* BEGIN TEXT SECTION *
Another interesting operation of the catalytic converter is the destruction of unburnt hydrocarbons into CO2 and water whereas in the GG system these can be collected and either separated/processed and burned onboard or sent out for processing. These also have the ability to be specifically captured for the alteration and use in the production of ammonia. As happens now hydrocarbons, mainly methane, are used as a feed stock and altered with heat and the addition of nitrogen to form the useful and stable ammonia. Using unburned hydrocarbons from the ICE could provide an alternative source of the highly versatile ammonia.
* END TEXT SECTION *
* BEGIN LISTED ENTRIES *
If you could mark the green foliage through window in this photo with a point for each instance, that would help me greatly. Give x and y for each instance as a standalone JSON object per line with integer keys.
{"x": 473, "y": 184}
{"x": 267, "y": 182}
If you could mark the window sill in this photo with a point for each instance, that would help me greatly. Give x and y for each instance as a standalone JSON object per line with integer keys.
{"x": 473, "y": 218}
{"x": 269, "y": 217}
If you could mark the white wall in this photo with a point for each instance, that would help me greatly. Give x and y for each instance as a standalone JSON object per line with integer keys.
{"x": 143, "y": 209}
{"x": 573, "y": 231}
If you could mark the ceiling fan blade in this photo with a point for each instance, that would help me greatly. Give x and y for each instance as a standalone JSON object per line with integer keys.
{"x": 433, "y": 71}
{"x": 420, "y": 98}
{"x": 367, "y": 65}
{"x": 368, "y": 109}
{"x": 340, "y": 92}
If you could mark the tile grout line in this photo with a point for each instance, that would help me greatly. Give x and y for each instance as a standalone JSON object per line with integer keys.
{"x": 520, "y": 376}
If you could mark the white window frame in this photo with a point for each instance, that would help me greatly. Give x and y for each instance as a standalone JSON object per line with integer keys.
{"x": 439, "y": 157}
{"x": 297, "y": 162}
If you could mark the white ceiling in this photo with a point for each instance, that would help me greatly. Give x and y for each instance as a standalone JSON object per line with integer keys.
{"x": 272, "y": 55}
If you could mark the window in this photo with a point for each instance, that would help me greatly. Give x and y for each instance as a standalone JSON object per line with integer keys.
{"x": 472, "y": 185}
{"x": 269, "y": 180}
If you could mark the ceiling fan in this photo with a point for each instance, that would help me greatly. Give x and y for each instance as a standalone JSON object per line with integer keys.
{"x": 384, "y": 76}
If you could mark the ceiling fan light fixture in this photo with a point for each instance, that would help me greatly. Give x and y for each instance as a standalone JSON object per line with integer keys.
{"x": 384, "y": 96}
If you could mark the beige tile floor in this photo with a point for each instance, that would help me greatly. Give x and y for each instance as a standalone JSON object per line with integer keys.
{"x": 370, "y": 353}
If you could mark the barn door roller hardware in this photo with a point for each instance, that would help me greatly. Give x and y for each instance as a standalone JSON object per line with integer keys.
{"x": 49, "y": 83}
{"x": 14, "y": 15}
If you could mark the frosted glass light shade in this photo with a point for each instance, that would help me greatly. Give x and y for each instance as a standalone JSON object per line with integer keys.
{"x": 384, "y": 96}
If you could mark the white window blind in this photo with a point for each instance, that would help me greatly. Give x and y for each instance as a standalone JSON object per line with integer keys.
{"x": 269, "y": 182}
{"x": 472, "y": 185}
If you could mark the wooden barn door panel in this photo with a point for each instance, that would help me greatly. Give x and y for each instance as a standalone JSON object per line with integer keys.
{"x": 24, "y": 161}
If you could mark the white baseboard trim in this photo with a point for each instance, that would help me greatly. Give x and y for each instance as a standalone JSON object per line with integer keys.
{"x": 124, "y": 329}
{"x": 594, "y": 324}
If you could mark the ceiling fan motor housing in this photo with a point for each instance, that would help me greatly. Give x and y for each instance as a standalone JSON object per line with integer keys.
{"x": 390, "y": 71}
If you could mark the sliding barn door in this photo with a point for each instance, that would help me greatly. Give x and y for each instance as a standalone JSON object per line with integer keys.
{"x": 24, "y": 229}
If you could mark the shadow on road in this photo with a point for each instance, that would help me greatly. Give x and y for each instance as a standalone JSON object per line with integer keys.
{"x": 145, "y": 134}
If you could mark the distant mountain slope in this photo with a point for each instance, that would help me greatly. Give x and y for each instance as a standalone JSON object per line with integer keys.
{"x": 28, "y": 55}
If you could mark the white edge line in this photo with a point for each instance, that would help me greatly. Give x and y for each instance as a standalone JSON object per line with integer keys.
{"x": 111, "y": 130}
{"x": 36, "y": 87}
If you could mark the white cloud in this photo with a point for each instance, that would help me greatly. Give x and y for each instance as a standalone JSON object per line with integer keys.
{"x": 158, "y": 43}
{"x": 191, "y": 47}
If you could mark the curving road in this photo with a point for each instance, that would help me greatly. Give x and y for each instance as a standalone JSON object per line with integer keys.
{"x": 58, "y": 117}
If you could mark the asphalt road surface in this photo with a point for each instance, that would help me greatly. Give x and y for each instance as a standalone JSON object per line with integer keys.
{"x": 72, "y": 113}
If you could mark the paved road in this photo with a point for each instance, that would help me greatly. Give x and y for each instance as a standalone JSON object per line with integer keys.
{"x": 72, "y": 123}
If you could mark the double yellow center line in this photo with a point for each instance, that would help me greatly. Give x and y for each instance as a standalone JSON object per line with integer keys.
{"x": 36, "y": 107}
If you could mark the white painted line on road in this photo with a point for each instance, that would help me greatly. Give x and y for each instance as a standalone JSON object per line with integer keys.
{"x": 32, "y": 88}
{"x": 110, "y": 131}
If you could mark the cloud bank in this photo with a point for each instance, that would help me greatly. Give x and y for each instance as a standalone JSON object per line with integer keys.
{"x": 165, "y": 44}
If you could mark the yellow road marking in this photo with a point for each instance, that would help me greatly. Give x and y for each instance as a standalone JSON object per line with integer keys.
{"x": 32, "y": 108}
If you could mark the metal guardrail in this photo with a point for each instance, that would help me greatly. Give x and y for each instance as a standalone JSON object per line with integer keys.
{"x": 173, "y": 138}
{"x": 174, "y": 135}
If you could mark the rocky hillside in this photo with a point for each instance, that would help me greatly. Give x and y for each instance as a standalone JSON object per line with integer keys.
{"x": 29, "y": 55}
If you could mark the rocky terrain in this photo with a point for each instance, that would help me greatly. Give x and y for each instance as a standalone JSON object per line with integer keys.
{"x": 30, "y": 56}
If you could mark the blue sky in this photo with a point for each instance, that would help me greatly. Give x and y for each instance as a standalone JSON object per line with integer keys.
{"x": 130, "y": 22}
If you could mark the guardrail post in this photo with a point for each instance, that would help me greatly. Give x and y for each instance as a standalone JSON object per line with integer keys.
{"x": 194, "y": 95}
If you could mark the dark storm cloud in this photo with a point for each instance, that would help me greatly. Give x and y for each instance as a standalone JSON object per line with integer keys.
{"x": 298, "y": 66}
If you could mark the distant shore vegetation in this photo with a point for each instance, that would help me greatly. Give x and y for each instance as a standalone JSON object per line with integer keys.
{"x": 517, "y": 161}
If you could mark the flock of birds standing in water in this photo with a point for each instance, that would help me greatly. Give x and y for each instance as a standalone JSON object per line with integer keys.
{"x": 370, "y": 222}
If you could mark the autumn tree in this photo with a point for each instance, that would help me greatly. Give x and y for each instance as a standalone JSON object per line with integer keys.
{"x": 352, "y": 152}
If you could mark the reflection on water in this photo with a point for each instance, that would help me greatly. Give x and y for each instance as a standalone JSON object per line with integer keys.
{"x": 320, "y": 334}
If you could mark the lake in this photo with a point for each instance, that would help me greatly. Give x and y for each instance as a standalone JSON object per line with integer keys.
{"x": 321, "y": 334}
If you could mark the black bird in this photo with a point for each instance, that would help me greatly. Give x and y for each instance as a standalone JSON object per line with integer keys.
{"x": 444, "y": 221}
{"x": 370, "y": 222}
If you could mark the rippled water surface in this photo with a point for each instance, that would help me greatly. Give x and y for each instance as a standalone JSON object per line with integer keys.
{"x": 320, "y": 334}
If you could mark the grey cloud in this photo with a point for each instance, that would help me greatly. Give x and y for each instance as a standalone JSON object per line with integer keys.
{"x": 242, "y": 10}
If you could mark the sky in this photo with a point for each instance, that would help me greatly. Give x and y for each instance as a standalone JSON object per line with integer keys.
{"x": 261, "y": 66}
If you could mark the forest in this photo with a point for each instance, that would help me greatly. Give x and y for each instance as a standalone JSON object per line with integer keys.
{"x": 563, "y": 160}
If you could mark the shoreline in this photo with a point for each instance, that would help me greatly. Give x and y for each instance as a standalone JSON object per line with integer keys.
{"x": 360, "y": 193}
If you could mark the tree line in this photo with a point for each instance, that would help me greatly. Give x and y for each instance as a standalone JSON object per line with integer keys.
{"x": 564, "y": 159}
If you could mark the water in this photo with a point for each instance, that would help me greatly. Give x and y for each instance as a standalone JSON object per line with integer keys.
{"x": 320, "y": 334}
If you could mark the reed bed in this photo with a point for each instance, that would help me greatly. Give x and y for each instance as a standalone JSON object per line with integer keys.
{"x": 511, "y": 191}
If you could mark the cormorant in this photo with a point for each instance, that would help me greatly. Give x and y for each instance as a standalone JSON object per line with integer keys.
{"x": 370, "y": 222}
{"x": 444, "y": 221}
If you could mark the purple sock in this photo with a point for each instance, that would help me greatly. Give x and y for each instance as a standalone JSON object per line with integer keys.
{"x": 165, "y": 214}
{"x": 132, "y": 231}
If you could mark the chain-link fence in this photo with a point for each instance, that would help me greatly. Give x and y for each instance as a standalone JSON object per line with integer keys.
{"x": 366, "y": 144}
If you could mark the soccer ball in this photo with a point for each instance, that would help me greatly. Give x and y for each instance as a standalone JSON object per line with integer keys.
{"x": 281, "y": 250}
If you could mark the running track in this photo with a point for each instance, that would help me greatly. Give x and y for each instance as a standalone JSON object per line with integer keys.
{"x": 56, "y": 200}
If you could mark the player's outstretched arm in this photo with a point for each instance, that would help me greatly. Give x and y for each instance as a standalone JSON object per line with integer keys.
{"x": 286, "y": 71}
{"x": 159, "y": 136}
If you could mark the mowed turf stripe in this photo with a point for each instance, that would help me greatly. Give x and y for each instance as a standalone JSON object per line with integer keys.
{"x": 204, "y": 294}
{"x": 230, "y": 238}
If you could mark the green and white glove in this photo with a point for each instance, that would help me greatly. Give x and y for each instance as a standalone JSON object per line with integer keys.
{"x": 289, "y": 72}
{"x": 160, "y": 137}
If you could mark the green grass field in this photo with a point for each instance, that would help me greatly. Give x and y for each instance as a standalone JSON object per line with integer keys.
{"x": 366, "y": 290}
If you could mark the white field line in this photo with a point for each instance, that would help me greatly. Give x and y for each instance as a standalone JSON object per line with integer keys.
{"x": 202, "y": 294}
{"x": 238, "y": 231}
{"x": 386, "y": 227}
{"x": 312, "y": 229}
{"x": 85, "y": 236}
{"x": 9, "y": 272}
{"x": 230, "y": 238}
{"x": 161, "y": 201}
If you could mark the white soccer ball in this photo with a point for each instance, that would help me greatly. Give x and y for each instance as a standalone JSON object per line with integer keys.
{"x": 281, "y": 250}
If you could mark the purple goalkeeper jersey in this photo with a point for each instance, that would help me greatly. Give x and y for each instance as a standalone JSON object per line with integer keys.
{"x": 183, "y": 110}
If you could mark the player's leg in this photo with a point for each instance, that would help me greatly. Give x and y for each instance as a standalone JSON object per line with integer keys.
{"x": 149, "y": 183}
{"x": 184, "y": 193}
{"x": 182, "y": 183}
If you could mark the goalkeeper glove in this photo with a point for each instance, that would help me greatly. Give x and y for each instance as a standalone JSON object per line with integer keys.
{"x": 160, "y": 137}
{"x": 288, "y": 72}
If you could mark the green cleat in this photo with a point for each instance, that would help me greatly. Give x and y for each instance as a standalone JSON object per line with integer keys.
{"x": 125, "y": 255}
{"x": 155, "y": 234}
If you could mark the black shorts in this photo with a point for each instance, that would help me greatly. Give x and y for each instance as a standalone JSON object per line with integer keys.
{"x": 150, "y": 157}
* END LISTED ENTRIES *
=== WRITTEN REQUEST 1 ===
Please quote the catalytic converter text from "Another interesting operation" to "highly versatile ammonia.".
=== WRITTEN REQUEST 2 ===
Write what comes next in the catalytic converter text, picking up after its final sentence.

=== TASK RESPONSE 1 ===
Another interesting operation of the catalytic converter is the destruction of unburnt hydrocarbons into CO2 and water whereas in the GG system these can be collected and either separated/processed and burned onboard or sent out for processing. These also have the ability to be specifically captured for the alteration and use in the production of ammonia. As happens now hydrocarbons, mainly methane, are used as a feed stock and altered with heat and the addition of nitrogen to form the useful and stable ammonia. Using unburned hydrocarbons from the ICE could provide an alternative source of the highly versatile ammonia.

=== TASK RESPONSE 2 ===
CO has perhaps the most exciting part to play in this invention. CO can be burned and indeed has been used extensively in the past to power vehicles with using it as part of a syngas (one such example is called “wood gas”). The use of a catalytic converter seems odd in this age of fuel concern and waste reduction when we can capture, purify, store, transport then use (burn) the CO to produce little more than the CO2 that is created by the catalytic converter. The amount of energy that is being willfully destroyed by use of the catalytic converter needs to stop and instead put the CO to use to reduce the worlds energy concerns. The CO could be burned or put (along with other gases captured) towards a system like the Fischer-Tropsch process where a conversion of a mixture of carbon monoxide and hydrogen often with a metal catalyst into liquid hydrocarbon. The heat of CHS could be used as the temperature that is needed to achieve good results as (in at temperatures of 150-300° C. or 302-572° F.) it could also make use of hydrogen produced on board. The production of a syngas is also an embodiment within GG using the captured carbon monoxide and other gases along with produced hydrogen. The GG system could, using heat from the exhaust etc, to separate and store onboard the gases, for transfer or indeed use onboard, could create a wide range of gases etc for many uses. This although discussed in relation to vehicle is relevant to building/power burning of fuel and their emissions (with evaporative cooling as a useful way of increasing the energy harvest).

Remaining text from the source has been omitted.